BEGIN

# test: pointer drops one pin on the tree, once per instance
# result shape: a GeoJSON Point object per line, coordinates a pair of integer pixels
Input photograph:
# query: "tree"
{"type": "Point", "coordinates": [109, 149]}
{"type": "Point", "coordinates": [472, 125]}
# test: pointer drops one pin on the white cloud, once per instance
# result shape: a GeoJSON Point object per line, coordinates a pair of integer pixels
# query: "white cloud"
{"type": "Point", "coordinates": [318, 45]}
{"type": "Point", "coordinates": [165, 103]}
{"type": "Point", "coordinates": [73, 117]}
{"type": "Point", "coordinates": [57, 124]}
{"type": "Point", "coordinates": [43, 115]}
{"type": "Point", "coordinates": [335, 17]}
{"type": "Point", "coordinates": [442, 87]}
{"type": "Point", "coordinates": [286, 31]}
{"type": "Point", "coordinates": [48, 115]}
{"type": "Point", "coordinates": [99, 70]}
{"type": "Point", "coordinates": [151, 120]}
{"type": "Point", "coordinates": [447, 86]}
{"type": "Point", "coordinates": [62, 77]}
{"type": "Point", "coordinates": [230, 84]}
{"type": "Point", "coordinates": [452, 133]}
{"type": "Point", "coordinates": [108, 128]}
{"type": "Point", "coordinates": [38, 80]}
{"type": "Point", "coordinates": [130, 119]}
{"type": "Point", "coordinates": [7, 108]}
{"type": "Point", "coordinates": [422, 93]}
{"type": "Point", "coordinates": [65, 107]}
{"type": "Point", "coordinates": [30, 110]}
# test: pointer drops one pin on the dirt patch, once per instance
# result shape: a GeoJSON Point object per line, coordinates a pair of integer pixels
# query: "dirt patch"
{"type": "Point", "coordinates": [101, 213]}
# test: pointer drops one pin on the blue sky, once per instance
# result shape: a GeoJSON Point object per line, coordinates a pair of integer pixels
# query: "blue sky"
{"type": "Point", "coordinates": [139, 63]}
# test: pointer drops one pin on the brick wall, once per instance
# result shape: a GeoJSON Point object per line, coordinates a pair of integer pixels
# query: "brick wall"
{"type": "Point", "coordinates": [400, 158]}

END

Search the data above for the word "once" and show every line that has it.

# test: pointer drops one pin on the tree, once per instance
# test: pointer drops one pin on the white cloud, once per instance
# test: pointer drops one pin on the dirt patch, once per instance
# test: pointer drops one pin on the blue sky, once per instance
# test: pointer drops one pin on the brick wall, once per instance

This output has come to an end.